[STUDY TEXT]

A series of features where the Tigers catchup with those who came before and what they have become after graduating from Pacific. Once a Tiger, Always a Tiger
by Zack Bayrouty
Former Pacific Men’s Volleyball player Dan Hammer has always taken on leadership roles, so it should come as no surprise that he’s now caring for the people on America’s front lines.
Hammer, who played volleyball at Pacific from 2004-2007 prior to attending the Dugoni School of Dentistry (Class of 2011), is winding down a four-year stint with the U.S. Navy that has seen him work closely with the Wounded Warriors at Walter Reed National Military Medical Center in Bethesda, Md. At Walter Reed, Hammer is specializing in oral surgery and facial reconstruction for soldiers who have been injured while serving.
“I actually chose to train at Walter Reed because I wanted to do facial reconstruction for the Wounded Warriors,” said Hammer. It was my top choice and I was lucky enough to get matched there for my residency.”
“It really makes you take a second to be thankful for what you have and not take things for granted,” he said. “You might get angry or frustrated during the day for something as small as not having your cell phone charged, but you think about what these people are going through and you realize your small problems are not really that significant.”
In working with the Wounded Warriors, Hammer appears to have found his calling in performing oral and facial reconstruction surgery. The former four-year high school class president and student body president at Dugoni School of Dentistry has just become the president of the Resident Organization of the American Association of Oral and Maxillofacial Surgeons, a non-profit association serving the specialty of oral and maxillofacial surgery which governs 1,100 residents throughout the country.
“In dental school I thought about facial surgery and I did some externships,” said Hammer. “I wanted to be 120% sure that’s what I wanted to do before I committed to it. I did one year of general practice at Walter Reed, got accepted there and then spent 10 months with the Marines before I started my residency in 2013.”
With the Marines, Hammer was a dental officer for the Second Marine Expeditionary Force. He assisted with pre-deployment situations and dental emergencies. In his time with the Marines he became an FMF (Fleet Marine Force) officer and received a Marine pin, which required him to complete both practical and academic components.

[WHAT THIS EXERCISE ASKS]
a: Please write out the part of the Dan Hammer profile between "In working with" and "throughout the country.", inclusive.
b: Based on the Dan Hammer profile, is each of these statements true? Answer yes or no for each, and quote the words that settle it.
(i) Hammer played volleyball at Pacific from 2004 to 2007.
(ii) Hammer began his residency in 2011.
(iii) The Resident Organization that Hammer now leads governs 1,100 residents.
c: Carry on the Dan Hammer profile from its last sentence, keeping its subject and tone.
The lines after this point come from a different source than the Dan Hammer profile.

[DATASET EXCERPTS]
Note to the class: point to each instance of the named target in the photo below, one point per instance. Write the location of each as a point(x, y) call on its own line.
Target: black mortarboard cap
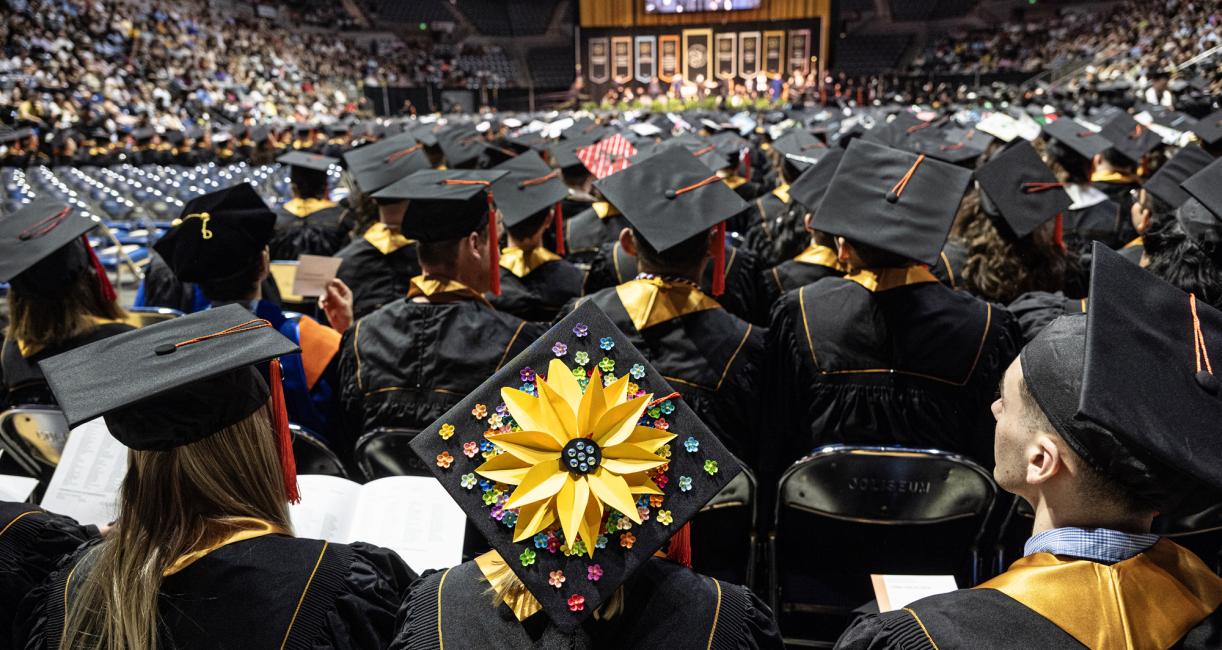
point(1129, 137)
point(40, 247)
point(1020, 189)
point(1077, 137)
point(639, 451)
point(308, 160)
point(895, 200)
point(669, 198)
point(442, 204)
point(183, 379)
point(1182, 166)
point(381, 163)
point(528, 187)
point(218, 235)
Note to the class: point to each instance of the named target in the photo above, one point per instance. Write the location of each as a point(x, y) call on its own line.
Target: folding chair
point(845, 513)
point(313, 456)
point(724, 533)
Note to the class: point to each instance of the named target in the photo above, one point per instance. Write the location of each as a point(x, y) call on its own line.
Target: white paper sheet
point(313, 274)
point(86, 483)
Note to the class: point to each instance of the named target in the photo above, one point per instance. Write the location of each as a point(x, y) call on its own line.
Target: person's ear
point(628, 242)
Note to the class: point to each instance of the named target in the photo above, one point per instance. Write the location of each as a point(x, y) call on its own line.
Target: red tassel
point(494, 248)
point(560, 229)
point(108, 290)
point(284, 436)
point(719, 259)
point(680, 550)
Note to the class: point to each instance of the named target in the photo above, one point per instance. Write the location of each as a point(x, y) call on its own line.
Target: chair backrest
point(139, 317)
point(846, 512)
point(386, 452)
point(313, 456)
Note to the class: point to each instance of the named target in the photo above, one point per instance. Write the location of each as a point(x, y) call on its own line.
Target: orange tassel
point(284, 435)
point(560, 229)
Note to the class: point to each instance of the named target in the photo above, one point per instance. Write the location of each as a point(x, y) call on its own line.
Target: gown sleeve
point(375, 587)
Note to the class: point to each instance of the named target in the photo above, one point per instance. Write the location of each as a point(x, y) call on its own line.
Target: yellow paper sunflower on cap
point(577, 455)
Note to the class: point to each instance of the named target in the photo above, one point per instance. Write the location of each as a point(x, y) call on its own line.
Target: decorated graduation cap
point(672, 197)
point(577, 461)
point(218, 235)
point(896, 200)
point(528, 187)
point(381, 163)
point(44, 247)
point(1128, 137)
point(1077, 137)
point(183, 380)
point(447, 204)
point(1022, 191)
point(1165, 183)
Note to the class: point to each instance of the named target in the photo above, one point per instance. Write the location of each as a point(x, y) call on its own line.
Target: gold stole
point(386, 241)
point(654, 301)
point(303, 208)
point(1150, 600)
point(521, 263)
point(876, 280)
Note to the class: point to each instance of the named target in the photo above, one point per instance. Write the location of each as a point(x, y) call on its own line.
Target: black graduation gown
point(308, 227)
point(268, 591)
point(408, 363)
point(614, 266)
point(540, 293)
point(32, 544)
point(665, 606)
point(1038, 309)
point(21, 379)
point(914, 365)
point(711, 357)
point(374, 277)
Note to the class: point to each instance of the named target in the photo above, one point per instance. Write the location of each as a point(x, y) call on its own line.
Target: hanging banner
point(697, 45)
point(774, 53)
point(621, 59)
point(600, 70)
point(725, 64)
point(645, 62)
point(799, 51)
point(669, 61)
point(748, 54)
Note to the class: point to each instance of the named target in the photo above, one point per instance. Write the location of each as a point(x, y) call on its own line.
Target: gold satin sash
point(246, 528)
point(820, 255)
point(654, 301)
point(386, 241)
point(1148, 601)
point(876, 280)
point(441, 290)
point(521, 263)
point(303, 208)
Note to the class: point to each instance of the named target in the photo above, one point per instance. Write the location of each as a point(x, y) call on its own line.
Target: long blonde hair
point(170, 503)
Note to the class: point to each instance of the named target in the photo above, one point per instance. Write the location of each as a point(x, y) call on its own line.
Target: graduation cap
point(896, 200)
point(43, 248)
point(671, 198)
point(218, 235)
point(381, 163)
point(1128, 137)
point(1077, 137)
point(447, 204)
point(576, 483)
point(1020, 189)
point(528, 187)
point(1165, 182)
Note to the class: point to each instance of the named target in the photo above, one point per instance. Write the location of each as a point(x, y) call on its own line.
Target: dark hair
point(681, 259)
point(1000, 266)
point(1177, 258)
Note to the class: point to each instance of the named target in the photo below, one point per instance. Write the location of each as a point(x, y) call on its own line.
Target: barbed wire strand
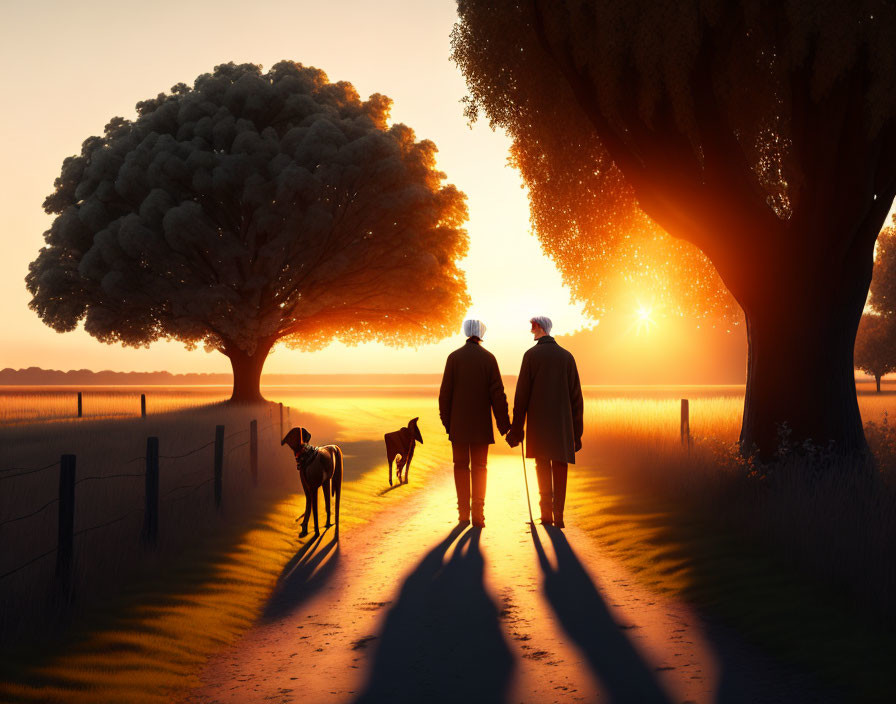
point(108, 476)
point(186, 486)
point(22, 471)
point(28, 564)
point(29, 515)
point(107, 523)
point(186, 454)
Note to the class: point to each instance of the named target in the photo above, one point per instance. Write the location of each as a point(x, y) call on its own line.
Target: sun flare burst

[EXERCISE RESPONSES]
a:
In working with the Wounded Warriors, Hammer appears to have found his calling in performing oral and facial reconstruction surgery. The former four-year high school class president and student body president at Dugoni School of Dentistry has just become the president of the Resident Organization of the American Association of Oral and Maxillofacial Surgeons, a non-profit association serving the specialty of oral and maxillofacial surgery which governs 1,100 residents throughout the country.

b:
(i) Yes: "played volleyball at Pacific from 2004-2007"
(ii) No: "before I started my residency in 2013"
(iii) Yes: "which governs 1,100 residents throughout the country"

c:
Hammer’s propensity for leadership roles can be traced back to his time as an athlete.
“I’ve always liked working with a group of dynamic, motivated individuals who want to work together to make a difference,” he said. “It’s just like winning a game…you’re seeing people meeting their potential.”
Hammer came to Pacific to play volleyball as a freshman after transferring from UC Santa Barbara. The Glendale, Wis. native had narrowed his choices down to Pacific and UC Santa Barbara out of high school. He chose the latter initially, but quickly amended his decision after just a short time on the Central Coast. The relationship he cultivated with the Pacific men’s volleyball staff came in handy when he found himself in need of a change of scenery.
“It was a really tough time for me,” said Hammer. “I moved from the Midwest to Santa Barbara and there were a couple of things that fell through for me. I called (former head men’s volleyball coach, now associate head women’s volleyball coach) Joe Wortmann and let him know what the situation was. Without even thinking twice about it they were so welcoming and said, ‘we’re here for you, let us know how we can support you’. It was really a no-brainer after that.”
Much has happened since Hammer last suited up for the Tigers, most notably the elimination of the men’s volleyball program following the 2014 season. Though he feels the loss of the program, Hammer also sees beyond the lack of a physical presence of men’s volleyball on campus.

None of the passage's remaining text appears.